| Required action |
What the task needs is the data below, written out verbatim.

| Dataset excerpts |
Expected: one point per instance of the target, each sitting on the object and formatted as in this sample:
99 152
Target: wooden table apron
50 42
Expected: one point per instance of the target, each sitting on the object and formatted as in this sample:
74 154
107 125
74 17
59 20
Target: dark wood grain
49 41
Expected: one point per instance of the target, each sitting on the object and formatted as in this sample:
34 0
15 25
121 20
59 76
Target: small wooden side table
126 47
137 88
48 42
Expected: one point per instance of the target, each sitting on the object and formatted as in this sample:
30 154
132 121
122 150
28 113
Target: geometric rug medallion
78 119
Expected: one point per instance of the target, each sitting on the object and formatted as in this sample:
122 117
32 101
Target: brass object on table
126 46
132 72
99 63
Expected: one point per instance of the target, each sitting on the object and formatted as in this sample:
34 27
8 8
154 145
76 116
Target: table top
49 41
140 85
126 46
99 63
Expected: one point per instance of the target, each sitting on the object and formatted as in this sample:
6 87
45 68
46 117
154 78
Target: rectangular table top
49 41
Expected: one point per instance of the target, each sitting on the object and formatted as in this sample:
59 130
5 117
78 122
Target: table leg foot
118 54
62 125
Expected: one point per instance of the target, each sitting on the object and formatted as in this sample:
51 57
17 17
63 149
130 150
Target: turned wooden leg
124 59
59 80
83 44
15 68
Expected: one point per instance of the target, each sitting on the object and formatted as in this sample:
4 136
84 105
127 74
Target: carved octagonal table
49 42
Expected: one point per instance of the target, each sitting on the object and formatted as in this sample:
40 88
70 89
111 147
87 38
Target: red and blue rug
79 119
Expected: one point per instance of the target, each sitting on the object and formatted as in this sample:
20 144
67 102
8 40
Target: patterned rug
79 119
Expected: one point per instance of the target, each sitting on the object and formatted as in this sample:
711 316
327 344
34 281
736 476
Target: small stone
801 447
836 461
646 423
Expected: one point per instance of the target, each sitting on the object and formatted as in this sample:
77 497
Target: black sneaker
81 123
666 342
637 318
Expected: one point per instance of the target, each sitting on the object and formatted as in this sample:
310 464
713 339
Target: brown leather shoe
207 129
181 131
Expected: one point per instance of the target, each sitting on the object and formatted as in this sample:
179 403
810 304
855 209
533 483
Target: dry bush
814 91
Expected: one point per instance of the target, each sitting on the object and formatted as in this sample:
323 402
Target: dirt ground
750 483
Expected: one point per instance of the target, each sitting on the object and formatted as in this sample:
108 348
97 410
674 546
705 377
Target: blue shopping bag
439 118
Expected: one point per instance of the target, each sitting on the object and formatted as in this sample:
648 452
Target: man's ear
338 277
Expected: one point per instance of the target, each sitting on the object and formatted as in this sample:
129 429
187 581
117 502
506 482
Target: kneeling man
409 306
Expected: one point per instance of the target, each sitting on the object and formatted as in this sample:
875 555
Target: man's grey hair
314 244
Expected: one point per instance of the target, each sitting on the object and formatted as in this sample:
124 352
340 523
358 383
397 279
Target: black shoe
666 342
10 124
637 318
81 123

| Response box |
Expected: one point per instance of the target, each sitting on the object and formatted as in this sample:
99 152
Target: wooden table apron
50 42
Expected: one point per instance of the target, each sitting on the object and formatted as in this sample:
74 154
107 125
74 17
59 20
Target: dark wood grain
49 41
Expected: one point per instance of the target, each sitting on the object and formatted as in this sample:
34 0
15 25
121 20
59 76
Target: small wooden side table
126 47
137 88
48 42
Expected: one point per instance of the target, each sitting on the object and formatted as in this sample:
30 154
132 121
122 150
28 113
Target: geometric rug medallion
78 119
Expected: one point per instance of the target, each sitting on the object and formatted as in this sample:
122 117
32 101
Target: brass object on table
126 46
132 72
99 63
Expected: one point per instance of the target, each sitting on the object and formatted as in this sample:
34 27
8 8
154 145
76 116
Target: table top
49 41
140 85
126 46
99 63
Expected: one point per instance of the target, each sitting on the object and formatted as in this sample:
6 87
45 68
46 117
154 78
Target: rectangular table top
49 41
Expected: one point per instance of the target, each sitting on the object and formatted as in this sample:
59 130
5 117
78 122
Target: table leg foot
118 54
62 125
Expected: one point per instance of the target, each sitting on the object and formatted as in this sample:
51 57
17 17
63 149
130 150
Target: turned wooden leg
124 59
59 80
83 44
15 68
Expected: one point per instance of the target, each sitting on the object and formatted as in this sample:
4 136
84 105
127 74
Target: carved octagonal table
49 42
Expected: one point per instance of the target, each sitting on the object and formatted as in this sample:
40 88
70 89
111 147
87 38
Target: red and blue rug
79 119
Expected: one point per instance of the target, each sitting on the object and formatted as in this sample:
20 144
67 102
8 40
Target: patterned rug
79 119
Expected: one point per instance of the target, each sitting on the object and formatted as in this sample:
711 316
327 344
34 281
736 476
Target: small stone
801 447
836 461
646 423
Expected: one point per instance of the target, each sitting on the object and formatted as in this sample:
77 497
Target: black sneaker
81 123
666 342
637 318
Expected: one point per instance of the target, each sitting on the object and formatted as in this sample:
310 464
713 339
Target: brown leather shoe
207 129
181 131
Expected: one point per instance of the target, each sitting on the object and formatted as in this sample:
179 403
810 304
855 209
533 483
Target: dry bush
814 91
Expected: one point per instance of the target, each sitting on the object and formatted as in this sample:
323 402
Target: dirt ground
750 483
Expected: one point per instance of the target, each sitting on the object and formatted as in this sample:
108 348
97 410
674 546
705 377
Target: blue shopping bag
439 118
Expected: one point per instance of the target, each sitting on the object and formatted as in this sample:
648 452
Target: man's ear
338 277
Expected: one point per instance of the target, each sitting on the object and formatted as in this sample:
129 429
187 581
117 502
506 482
Target: kneeling man
409 306
Expected: one point per instance of the target, each sitting on the object and formatted as in this sample:
875 555
Target: man's grey hair
314 244
Expected: one point per instance of the target, each sitting on the object and formatted as in this sample:
124 352
340 523
358 383
397 279
Target: black shoe
666 342
10 124
637 318
81 123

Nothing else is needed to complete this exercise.